#### Natural language region descriptions:
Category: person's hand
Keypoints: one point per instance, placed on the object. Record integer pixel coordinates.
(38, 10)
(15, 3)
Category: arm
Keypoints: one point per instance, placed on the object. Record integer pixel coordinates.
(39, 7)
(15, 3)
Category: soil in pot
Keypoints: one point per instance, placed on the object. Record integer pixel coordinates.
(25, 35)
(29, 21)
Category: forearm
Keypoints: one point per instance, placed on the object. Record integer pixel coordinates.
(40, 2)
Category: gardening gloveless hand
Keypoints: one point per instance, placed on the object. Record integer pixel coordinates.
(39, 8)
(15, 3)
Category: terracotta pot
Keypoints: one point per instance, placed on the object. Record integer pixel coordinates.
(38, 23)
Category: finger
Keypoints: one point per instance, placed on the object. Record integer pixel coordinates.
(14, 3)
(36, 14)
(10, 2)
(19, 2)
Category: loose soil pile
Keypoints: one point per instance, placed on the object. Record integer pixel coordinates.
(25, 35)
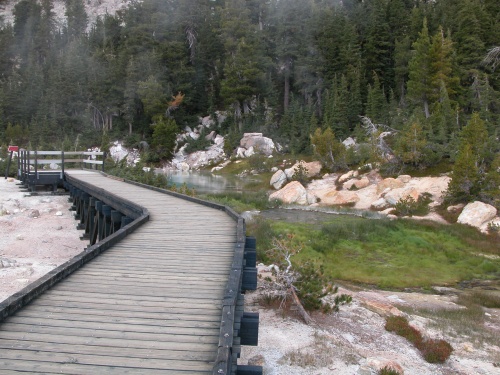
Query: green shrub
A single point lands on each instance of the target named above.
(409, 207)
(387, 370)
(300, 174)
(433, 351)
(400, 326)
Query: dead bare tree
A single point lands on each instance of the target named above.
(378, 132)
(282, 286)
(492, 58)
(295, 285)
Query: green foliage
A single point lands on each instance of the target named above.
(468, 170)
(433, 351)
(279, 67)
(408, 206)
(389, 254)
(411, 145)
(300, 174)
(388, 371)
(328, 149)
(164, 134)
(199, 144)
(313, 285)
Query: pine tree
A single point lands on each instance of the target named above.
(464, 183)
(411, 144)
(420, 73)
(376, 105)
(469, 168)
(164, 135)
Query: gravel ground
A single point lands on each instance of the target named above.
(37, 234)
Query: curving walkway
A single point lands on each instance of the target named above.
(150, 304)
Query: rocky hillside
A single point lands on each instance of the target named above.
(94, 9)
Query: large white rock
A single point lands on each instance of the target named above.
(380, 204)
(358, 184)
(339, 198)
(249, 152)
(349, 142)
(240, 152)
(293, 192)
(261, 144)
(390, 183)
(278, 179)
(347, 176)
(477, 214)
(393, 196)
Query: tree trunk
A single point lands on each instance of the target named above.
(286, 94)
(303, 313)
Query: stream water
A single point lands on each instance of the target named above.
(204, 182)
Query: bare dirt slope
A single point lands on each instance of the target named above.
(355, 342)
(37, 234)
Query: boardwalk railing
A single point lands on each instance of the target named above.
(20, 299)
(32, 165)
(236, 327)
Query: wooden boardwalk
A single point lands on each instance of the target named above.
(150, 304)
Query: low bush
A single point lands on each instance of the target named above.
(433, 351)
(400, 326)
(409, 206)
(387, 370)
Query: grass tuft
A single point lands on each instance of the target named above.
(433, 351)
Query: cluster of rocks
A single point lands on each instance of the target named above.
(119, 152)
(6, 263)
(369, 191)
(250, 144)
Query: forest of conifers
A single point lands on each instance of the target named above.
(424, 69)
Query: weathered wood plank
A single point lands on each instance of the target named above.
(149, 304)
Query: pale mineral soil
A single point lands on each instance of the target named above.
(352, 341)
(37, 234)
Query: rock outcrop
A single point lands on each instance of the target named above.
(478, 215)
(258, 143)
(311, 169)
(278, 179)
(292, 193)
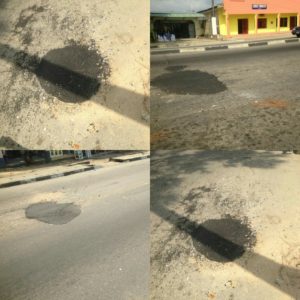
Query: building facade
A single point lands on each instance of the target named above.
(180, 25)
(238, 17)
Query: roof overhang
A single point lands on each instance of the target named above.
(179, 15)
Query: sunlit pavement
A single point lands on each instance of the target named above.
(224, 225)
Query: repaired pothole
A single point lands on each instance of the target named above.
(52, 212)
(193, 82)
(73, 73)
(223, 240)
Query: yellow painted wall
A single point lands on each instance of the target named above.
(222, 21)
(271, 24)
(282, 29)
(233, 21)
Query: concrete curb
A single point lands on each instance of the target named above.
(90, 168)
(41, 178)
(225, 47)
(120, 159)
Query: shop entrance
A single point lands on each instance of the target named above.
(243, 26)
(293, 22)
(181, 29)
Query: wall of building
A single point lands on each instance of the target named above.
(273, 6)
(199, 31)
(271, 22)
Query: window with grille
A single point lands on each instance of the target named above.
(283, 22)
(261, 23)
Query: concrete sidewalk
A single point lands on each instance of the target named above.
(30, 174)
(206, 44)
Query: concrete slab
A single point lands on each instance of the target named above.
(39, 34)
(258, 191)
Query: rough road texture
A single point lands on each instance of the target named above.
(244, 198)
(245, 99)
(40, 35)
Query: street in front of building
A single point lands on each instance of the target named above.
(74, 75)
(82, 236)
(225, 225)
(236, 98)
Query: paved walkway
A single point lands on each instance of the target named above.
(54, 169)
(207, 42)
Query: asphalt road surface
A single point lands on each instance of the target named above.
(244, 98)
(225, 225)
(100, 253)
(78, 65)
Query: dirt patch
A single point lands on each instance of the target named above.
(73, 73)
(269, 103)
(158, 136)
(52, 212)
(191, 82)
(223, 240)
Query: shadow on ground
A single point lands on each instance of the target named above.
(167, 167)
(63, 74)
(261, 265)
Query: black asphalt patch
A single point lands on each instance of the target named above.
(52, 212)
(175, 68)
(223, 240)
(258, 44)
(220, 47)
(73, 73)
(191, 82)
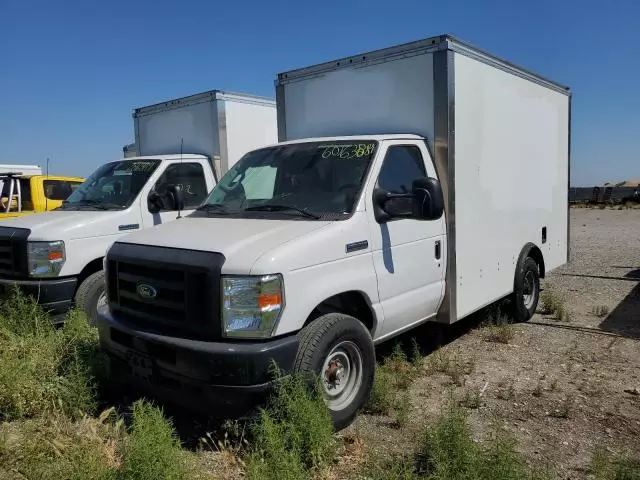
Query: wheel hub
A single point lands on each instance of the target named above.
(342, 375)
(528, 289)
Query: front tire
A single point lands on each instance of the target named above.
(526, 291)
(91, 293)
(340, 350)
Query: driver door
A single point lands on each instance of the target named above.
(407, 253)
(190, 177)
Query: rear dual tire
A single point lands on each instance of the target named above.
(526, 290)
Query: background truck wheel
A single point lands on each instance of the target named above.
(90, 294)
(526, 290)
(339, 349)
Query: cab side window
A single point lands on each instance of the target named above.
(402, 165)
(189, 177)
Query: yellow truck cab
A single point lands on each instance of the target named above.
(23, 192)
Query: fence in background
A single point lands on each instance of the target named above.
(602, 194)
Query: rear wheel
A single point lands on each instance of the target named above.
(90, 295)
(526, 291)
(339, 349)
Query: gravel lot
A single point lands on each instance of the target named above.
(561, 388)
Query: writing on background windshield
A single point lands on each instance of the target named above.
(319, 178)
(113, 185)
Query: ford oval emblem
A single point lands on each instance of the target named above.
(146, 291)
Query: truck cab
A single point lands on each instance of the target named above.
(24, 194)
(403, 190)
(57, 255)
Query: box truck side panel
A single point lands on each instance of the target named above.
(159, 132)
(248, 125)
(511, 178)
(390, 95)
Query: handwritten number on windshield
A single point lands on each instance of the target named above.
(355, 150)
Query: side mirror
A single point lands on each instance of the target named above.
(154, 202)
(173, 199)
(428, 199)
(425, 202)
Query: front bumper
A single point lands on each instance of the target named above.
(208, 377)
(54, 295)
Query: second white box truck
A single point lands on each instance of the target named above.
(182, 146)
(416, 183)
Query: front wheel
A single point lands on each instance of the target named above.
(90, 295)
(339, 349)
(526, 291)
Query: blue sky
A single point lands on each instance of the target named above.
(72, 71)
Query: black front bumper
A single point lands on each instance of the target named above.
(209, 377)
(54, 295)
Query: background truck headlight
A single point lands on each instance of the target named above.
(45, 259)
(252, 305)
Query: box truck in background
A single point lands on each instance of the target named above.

--

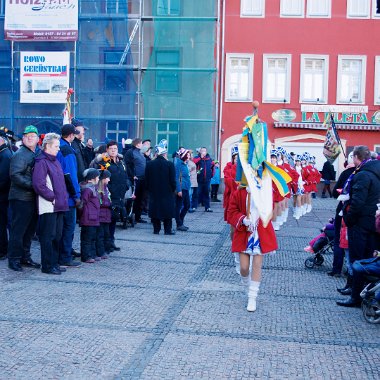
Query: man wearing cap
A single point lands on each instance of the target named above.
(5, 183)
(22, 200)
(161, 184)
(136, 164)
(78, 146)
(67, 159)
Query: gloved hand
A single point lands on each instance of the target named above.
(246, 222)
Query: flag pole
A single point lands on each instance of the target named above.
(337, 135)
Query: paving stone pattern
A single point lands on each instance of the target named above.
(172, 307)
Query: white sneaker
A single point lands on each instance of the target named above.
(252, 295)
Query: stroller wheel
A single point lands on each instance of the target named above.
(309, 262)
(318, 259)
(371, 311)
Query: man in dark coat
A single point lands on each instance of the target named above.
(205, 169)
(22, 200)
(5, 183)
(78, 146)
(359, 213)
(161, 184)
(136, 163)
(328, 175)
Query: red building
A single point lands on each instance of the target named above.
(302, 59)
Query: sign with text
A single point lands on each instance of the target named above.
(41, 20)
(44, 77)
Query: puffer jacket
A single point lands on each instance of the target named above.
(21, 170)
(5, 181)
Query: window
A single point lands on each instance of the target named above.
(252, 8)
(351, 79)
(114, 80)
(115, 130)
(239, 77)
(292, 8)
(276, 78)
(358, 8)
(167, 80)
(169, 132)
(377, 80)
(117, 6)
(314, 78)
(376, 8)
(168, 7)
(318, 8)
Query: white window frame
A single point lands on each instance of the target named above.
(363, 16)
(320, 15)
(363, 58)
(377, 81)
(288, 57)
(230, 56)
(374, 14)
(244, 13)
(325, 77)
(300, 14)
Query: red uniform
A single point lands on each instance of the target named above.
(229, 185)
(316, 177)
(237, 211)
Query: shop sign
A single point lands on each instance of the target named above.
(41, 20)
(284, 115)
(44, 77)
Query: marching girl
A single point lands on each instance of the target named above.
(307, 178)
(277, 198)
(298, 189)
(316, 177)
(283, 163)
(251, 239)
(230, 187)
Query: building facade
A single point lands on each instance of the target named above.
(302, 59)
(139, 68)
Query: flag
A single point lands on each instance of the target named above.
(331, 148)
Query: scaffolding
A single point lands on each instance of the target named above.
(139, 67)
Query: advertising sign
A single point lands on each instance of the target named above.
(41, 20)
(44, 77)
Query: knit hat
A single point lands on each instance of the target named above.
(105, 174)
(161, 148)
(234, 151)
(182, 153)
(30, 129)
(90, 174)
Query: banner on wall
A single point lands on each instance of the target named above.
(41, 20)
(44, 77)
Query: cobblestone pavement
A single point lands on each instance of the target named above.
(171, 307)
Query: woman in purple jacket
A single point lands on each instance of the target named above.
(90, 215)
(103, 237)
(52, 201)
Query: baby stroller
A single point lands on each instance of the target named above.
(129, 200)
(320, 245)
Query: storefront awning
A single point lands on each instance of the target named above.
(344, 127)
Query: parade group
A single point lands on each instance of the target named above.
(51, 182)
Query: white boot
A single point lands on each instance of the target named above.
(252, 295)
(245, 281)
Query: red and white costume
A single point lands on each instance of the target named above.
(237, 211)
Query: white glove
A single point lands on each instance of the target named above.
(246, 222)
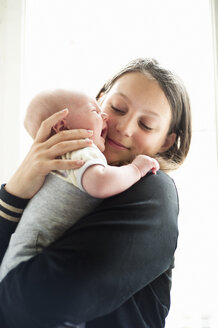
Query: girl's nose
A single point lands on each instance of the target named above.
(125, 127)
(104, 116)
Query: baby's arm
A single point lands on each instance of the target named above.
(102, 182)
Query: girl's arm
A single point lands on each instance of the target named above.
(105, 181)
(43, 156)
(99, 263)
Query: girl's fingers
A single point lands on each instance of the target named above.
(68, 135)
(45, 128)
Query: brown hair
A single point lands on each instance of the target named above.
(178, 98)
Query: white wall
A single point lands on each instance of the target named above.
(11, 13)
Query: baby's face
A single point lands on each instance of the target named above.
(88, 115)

#### Exercise brief:
Retrieve all lines from the data that contain the string "building".

#### Answer space:
Query: building facade
Query: wall of building
Query: street in front of building
Query: red building
Query: building facade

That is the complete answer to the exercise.